Stated exercise — Present the data below as a numbered list, one entry per line and no blank lines. Leave the pictures out of your answer.

Material for the task —
— Start —

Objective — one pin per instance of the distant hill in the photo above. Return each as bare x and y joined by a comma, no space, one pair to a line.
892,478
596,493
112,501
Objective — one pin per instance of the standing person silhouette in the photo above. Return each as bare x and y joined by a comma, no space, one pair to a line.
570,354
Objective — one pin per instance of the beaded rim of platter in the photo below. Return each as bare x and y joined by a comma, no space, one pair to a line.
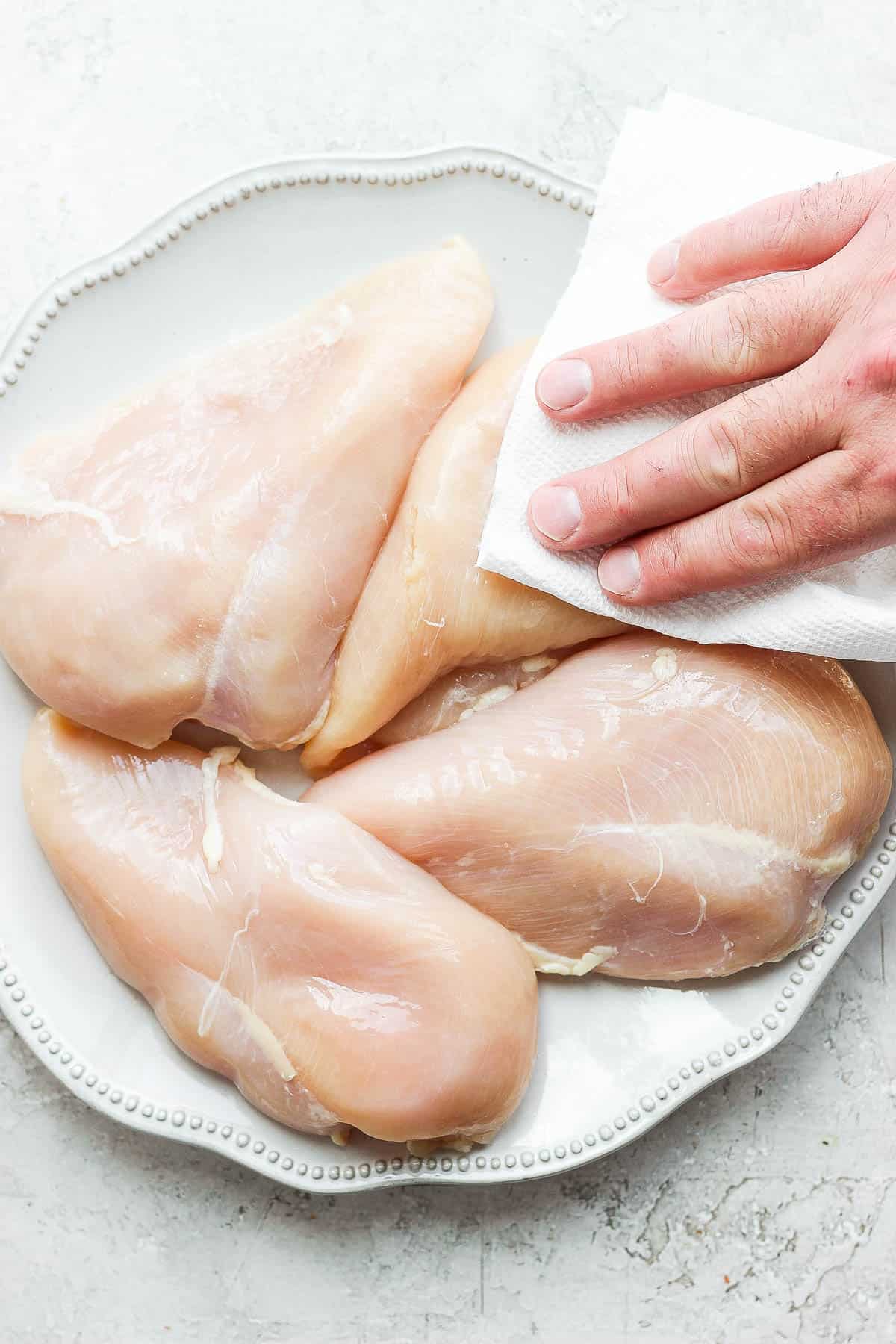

— End —

The result —
1. Objective — one pin per instance of the distant hill in the photo above. Return each as bare x and y joined by a comma, no space, one pair to a line.
2. 892,478
3. 596,493
4. 112,501
5. Objective — one pin per instance of the standing person silhouette in the photo above. Return each as bare x and y joined by a comma, no space, one pair to a line.
6. 570,354
7. Objective — one pin per instance of the beaded rim of platter in the photo below. Return each as bare x and y joined by a comma, no space, one pair to a line.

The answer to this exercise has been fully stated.